AIM OF THE EXERCISE: Copy the rows below word for word, starting at the line that contains "carved pinecone, put" and continuing through the final line of the rows.

-- BEGIN MATERIAL SUPPLIED --

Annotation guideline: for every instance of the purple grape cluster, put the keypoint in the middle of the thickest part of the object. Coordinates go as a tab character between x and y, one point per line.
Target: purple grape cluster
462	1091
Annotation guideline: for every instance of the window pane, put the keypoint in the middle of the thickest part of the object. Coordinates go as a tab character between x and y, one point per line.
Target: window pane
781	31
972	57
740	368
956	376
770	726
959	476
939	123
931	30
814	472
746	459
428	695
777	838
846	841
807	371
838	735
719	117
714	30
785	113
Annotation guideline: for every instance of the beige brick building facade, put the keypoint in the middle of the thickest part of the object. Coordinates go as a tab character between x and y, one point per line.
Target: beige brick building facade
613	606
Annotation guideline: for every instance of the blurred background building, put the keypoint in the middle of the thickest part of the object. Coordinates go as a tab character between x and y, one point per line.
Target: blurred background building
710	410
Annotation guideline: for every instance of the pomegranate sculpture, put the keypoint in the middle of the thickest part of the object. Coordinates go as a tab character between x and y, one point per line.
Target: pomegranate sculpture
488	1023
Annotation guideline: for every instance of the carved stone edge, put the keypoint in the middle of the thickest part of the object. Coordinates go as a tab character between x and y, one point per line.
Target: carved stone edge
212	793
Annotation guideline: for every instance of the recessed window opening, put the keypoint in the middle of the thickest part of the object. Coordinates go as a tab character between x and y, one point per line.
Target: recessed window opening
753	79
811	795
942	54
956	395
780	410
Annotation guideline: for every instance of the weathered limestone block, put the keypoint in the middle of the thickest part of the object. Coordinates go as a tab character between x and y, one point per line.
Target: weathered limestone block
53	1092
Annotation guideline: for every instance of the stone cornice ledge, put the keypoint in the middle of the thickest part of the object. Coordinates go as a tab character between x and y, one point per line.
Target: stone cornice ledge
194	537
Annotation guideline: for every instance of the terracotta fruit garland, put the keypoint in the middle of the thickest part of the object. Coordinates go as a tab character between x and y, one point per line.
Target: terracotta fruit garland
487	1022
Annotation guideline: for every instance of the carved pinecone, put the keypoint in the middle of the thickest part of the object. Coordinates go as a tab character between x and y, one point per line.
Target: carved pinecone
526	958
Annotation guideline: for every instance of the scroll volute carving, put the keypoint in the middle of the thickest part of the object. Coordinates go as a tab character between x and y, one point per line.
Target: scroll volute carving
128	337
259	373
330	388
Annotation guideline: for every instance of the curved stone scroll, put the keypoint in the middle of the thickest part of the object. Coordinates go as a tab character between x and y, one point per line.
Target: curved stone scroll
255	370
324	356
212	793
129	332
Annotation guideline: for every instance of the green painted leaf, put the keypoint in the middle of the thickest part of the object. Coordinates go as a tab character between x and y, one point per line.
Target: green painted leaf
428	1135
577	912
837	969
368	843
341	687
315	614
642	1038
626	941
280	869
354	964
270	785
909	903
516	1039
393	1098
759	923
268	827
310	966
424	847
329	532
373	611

-- END MATERIAL SUPPLIED --

CORRECT OUTPUT:
Annotation guideline: for every instance of the carved pinecone, put the keypoint in the middle of the thickest part of the object. Coordinates go as a tab character between x and y, one point per line.
Target: carved pinecone
526	958
Annotation guideline: for every instance of the scroll volute carving, put the keypoint in the middle of the thickest part of the object. Coordinates go as a tab character between x and y, one point per line.
Target: scroll volute carving
128	337
259	373
330	388
Annotation guideline: for every instance of the curved stone scroll, put the keypoint in the middle of the thickest part of the object. Coordinates go as a tab character between x and y, one point per line.
Target: curved stone scroll
255	370
324	356
212	793
129	332
Annotation guideline: for every instance of the green painted leaf, put the keypoint in the middle of the thickest part of the object. Coordinates go as a tab character between x and y, one point per line.
Target: green painted leaf
428	1135
577	912
837	969
368	843
341	687
315	614
642	1038
626	941
280	869
354	964
270	785
909	903
516	1039
393	1098
759	923
268	827
310	966
424	847
329	532
373	611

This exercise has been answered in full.